## DO THIS:
Could you lay out every one of the lines below as a two-column CSV with the headers text and answer, one row per line? Put each line's text and its answer in a single quoted field, with line breaks turned into spaces.

Dataset excerpt

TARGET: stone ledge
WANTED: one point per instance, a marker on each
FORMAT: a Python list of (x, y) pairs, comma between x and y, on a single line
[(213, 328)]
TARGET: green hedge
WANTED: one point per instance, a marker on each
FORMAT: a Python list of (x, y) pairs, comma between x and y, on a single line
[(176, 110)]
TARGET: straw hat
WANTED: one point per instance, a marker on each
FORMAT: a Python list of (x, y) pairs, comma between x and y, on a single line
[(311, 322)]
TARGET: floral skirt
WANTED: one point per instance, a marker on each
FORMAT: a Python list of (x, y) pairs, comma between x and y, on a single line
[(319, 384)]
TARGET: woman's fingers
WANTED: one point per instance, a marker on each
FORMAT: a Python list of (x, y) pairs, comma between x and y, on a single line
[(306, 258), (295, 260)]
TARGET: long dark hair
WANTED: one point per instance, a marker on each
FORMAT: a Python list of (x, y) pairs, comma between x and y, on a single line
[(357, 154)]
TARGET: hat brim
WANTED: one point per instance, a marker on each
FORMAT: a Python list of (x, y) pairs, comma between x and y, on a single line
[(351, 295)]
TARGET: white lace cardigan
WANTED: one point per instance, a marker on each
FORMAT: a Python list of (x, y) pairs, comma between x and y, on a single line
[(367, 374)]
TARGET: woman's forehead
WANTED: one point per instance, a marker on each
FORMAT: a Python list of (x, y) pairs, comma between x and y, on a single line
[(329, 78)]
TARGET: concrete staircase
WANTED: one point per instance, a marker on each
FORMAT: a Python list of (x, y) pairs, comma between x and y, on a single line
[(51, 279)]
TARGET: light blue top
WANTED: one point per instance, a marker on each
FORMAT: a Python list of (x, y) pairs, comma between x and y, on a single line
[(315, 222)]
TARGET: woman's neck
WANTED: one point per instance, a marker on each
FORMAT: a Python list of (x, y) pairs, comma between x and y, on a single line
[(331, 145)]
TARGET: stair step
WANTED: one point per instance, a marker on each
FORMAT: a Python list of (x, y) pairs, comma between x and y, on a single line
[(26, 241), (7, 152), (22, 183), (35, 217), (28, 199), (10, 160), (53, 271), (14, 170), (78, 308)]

## CORRECT OUTPUT:
text,answer
"TARGET: stone ledge WANTED: one point per instance, a marker on each FORMAT: a Python list of (x, y) pairs, comma between x and y, on a single line","[(213, 328)]"
"TARGET: green hedge WANTED: one point per instance, a marker on each FORMAT: a Python list of (x, y) pairs, comma between x and y, on a single line","[(176, 110)]"
"TARGET: straw hat WANTED: one point per instance, a marker on each FORMAT: a Python list of (x, y) pairs, comma between x and y, on a single line","[(311, 322)]"
"TARGET: floral skirt WANTED: one point per instance, a marker on each FORMAT: a Python list of (x, y) pairs, comma between x and y, on a single line","[(319, 384)]"
"TARGET: woman's fingers WANTED: one point per instance, a marker on each FORMAT: a Python list of (x, y) pairs, comma between x and y, on a single line","[(306, 258), (295, 260)]"
"TARGET: long dark hair WANTED: one point per instance, a marker on each FORMAT: a Python list of (x, y) pairs, comma between x and y, on a single line","[(357, 154)]"
"TARGET: hat brim WANTED: one point per instance, a marker on each FORMAT: a Python list of (x, y) pairs, comma between x and y, on a single line","[(351, 295)]"
"TARGET: white lace cardigan WANTED: one point per instance, a marker on each FORMAT: a Python list of (x, y) pairs, comma between x and y, on a single line","[(367, 374)]"
"TARGET: woman's forehead WANTED: one point per instance, a marker on each FORMAT: a Python list of (x, y) pairs, comma between x and y, on a single line","[(329, 78)]"
"TARGET: concrete staircase WANTED: one point per instance, a marker on each FORMAT: a Python list of (x, y) pairs, comma between x and y, on a single line","[(51, 279)]"
"TARGET: light blue top WANTED: one point per instance, a marker on each FORMAT: a Python list of (x, y) pairs, comma between x and y, on a single line","[(315, 222)]"
"TARGET: woman's neck WANTED: one point per instance, a marker on each FORMAT: a Python list of (x, y) pairs, comma between x and y, on a single line","[(331, 145)]"
"TARGET: stair step WANTED: one point per instance, a marker on each FORMAT: a Python list of (x, y) pairs, comma between x and y, on a single line","[(26, 241), (7, 152), (22, 183), (35, 217), (28, 199), (10, 160), (53, 271), (14, 170), (78, 308)]"